### WHAT THE EXERCISE ASKS
Repeat the entire listing exactly.

### A block of data
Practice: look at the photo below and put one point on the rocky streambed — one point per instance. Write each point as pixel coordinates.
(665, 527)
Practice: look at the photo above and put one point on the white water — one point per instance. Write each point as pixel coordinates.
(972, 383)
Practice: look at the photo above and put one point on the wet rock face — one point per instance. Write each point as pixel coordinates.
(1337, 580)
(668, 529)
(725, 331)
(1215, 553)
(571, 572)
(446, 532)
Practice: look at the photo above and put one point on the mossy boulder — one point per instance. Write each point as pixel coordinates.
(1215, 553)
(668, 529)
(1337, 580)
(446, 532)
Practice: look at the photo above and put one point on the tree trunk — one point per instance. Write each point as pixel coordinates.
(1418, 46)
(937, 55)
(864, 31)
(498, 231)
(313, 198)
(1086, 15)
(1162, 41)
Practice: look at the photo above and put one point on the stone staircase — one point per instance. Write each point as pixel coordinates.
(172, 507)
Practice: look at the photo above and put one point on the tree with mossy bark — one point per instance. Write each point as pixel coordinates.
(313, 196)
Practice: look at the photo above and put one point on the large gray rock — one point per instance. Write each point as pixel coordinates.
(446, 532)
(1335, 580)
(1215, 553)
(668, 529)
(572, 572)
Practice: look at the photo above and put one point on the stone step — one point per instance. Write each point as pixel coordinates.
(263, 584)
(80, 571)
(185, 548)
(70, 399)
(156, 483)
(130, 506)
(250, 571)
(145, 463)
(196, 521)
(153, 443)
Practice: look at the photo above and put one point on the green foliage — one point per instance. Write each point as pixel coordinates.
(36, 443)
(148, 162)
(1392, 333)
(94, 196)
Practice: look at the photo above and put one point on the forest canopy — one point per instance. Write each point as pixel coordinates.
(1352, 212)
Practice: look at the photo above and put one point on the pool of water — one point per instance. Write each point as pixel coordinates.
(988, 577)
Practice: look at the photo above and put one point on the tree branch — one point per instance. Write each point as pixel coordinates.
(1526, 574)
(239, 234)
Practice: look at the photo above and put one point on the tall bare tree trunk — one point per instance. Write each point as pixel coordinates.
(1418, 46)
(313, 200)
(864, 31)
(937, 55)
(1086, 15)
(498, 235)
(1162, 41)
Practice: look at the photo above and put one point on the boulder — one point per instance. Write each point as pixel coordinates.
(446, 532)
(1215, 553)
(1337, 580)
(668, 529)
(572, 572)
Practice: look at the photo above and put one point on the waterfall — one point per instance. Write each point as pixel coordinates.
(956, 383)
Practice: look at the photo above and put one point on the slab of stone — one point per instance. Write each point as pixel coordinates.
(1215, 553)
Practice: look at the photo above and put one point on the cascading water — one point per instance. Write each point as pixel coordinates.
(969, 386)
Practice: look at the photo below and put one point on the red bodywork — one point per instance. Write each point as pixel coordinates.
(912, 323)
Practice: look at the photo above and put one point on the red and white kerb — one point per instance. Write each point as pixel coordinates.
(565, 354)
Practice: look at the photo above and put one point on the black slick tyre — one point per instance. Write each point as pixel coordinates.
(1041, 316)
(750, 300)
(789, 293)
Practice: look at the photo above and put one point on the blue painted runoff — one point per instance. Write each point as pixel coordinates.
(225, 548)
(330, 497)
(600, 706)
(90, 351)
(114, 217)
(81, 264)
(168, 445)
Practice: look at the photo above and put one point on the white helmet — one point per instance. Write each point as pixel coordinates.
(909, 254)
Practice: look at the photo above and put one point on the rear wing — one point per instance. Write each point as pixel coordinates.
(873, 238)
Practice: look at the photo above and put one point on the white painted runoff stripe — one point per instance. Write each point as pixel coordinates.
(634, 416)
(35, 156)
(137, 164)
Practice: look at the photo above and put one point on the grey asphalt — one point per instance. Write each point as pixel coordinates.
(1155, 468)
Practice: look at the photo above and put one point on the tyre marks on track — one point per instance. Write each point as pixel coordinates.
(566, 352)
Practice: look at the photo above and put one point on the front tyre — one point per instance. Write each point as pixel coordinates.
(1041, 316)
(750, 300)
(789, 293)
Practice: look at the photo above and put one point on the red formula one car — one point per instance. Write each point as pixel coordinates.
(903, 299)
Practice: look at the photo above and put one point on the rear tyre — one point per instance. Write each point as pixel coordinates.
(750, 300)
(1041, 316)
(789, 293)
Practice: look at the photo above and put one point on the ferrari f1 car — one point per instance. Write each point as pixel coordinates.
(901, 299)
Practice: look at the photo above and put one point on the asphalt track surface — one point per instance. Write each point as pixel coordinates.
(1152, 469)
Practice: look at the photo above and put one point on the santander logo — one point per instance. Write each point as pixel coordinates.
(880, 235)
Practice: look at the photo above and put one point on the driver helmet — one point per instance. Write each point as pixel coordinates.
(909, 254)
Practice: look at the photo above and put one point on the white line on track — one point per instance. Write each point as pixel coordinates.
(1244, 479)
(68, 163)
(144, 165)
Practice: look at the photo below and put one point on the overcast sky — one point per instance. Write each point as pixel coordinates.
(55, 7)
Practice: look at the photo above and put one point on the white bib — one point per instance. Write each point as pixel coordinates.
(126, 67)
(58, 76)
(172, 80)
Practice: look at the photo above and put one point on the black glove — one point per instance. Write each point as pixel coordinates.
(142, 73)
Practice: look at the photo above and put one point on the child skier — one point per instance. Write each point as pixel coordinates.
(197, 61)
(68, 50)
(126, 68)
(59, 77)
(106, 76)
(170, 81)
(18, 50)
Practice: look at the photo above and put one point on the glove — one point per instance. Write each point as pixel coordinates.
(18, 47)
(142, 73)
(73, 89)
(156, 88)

### SOLUTION BELOW
Practice: look at the photo below and put one point on the rocky streambed — one point per instance. Write each point as pixel coordinates.
(665, 527)
Practice: look at the photo above and put one point on the white water — one point per instance. Write each point as pixel coordinates.
(972, 383)
Practice: look at the photo above and put one point on the wet rock face — one point per instance. Write each point as pixel coordinates.
(1337, 580)
(668, 529)
(725, 331)
(1215, 553)
(571, 572)
(446, 532)
Practice: look at the photo above and put one point on the mossy boulder — one point per instance. Write each point as pixel coordinates.
(1215, 553)
(668, 529)
(1337, 580)
(446, 532)
Practice: look at the photo above and put one point on the tree trunk — one point per instance. Write each point as pixel coordinates.
(1418, 46)
(937, 55)
(864, 31)
(498, 231)
(313, 198)
(1086, 15)
(1162, 41)
Practice: look at the photo above and put one point on the stone staircase — one point per instance. Write each point as pixel coordinates.
(172, 507)
Practice: look at the photo above and put one point on the tree with mossy bark — one point per instance. Write each point as pixel coordinates.
(313, 196)
Practice: look at the photo above and put one point on the large gray rock — one point per instance. Write each point as pixel coordinates.
(446, 532)
(1335, 580)
(1215, 553)
(668, 529)
(572, 572)
Practice: look at the photo above and put one point on the stone step — one point per instance. Write each point as pixel coordinates.
(263, 584)
(80, 571)
(185, 548)
(70, 399)
(156, 483)
(130, 506)
(250, 571)
(145, 463)
(196, 521)
(153, 443)
Practice: look at the photo above and put one point on the green foliage — one point per instance. Write each point as pixel coordinates.
(36, 443)
(148, 162)
(1392, 333)
(94, 196)
Practice: look at the photo above and put one point on the forest canopy — one point per instance. Write each point as pixel coordinates.
(1352, 212)
Practice: look at the photo above and put one point on the pool of water — one point per instance. Write each point as pixel coordinates.
(988, 577)
Practice: look at the photo above and put one point on the tree branch — one point per instance. Write each point as pixel coordinates.
(1526, 574)
(239, 234)
Practice: look at the photo above and put one point on the tall bare tree trunk — one point per instance. Write each point as pixel coordinates.
(1418, 46)
(313, 200)
(864, 31)
(937, 55)
(1086, 15)
(498, 235)
(1162, 41)
Practice: look at the photo above and put one point on the boulder — one point per instance. Write each point as pixel coordinates.
(446, 532)
(1215, 553)
(1337, 580)
(668, 529)
(572, 572)
Practice: look at the photo above and put one point on the waterfall — one point per instance. Write each point as pixel coordinates.
(956, 383)
Practice: look at the photo above and put one point on the slab of stone — one point per instance. Write each point as pixel coordinates.
(1215, 553)
Practice: look at the photo above and put one point on the cascading water — one point per instance. Write each point as pixel coordinates.
(969, 386)
Practice: look at the photo below and put one point on the red bodywork — one point per instance. Write each point as pixel coordinates.
(912, 323)
Practice: look at the photo above and put one point on the red and white kerb — one point per instance. Write each point as pixel coordinates.
(565, 354)
Practice: look at the photo above and put one point on the black slick tyre — one point per instance. Write each point as pixel coordinates.
(1041, 316)
(750, 300)
(789, 293)
Practice: look at the photo above and put one point on the blue painted runoff — one point per instance. Write each point as pixel coordinates.
(225, 548)
(330, 497)
(600, 706)
(90, 351)
(114, 217)
(81, 264)
(168, 445)
Practice: look at the photo above and put one point on the white helmet — one point per instance. Write each point as pixel coordinates.
(909, 254)
Practice: look at the photo above and put one point on the rear wing — one point per instance. Write each point as pixel coordinates.
(873, 238)
Practice: look at the photo above and put one point on the white painted runoff stripe — one point per instance. Write each point as pixel coordinates.
(634, 416)
(35, 156)
(137, 164)
Practice: look at the photo above and put one point on the grey asphalt — one point per instance. Write each point as pixel coordinates.
(1155, 468)
Practice: look at the photo above and put one point on the tyre marks on track — one point per instance. Write each point as pixel coordinates.
(566, 352)
Practice: look at the photo above and put one point on the front tyre — one point per instance. Write each point as pixel coordinates.
(1041, 316)
(750, 300)
(789, 293)
Practice: look at the photo above and put one point on the red formula one car — one point per instance. Write each point as pixel coordinates.
(903, 299)
Practice: look at the photo above and put one point on the rear tyre — one point per instance. Write each point as pixel coordinates.
(750, 300)
(1041, 316)
(789, 293)
Practice: look at the photo above and put one point on the ferrari f1 car — one point per instance. Write each point as pixel coordinates.
(901, 299)
Practice: look at the photo above and put one point on the asphalt track surface — one point per instance. Write each point as pixel coordinates.
(1152, 469)
Practice: look at the photo above and put one point on the santander logo — one point per instance. Write each point as pixel coordinates.
(880, 235)
Practice: look at the photo above and put one point on the driver helmet — one point per instance. Write each point as pixel coordinates.
(909, 254)
Practice: look at the photo above and put one point on the white line on track — one point per instance. Write each point as pixel coordinates.
(1244, 479)
(68, 163)
(144, 165)
Practice: look at the photo below and put one point on the overcast sky — one point per instance. Write each point as pixel coordinates.
(55, 7)
Practice: look at the photo above and put one point on the white bib — one point per instance. Write each point as pixel coordinates.
(126, 67)
(58, 76)
(172, 80)
Practice: look at the photo above and put one point on the black glove — one point per instance. Write each point as pixel coordinates.
(142, 73)
Practice: look at the photo above and put one point on the child skier — one point per instance. Write each point as pixel coordinates.
(197, 61)
(68, 50)
(126, 68)
(59, 77)
(106, 76)
(170, 81)
(18, 50)
Practice: look at the photo above and put one point on the glove — one point per instance. Write each point as pixel coordinates.
(18, 47)
(142, 73)
(73, 89)
(156, 88)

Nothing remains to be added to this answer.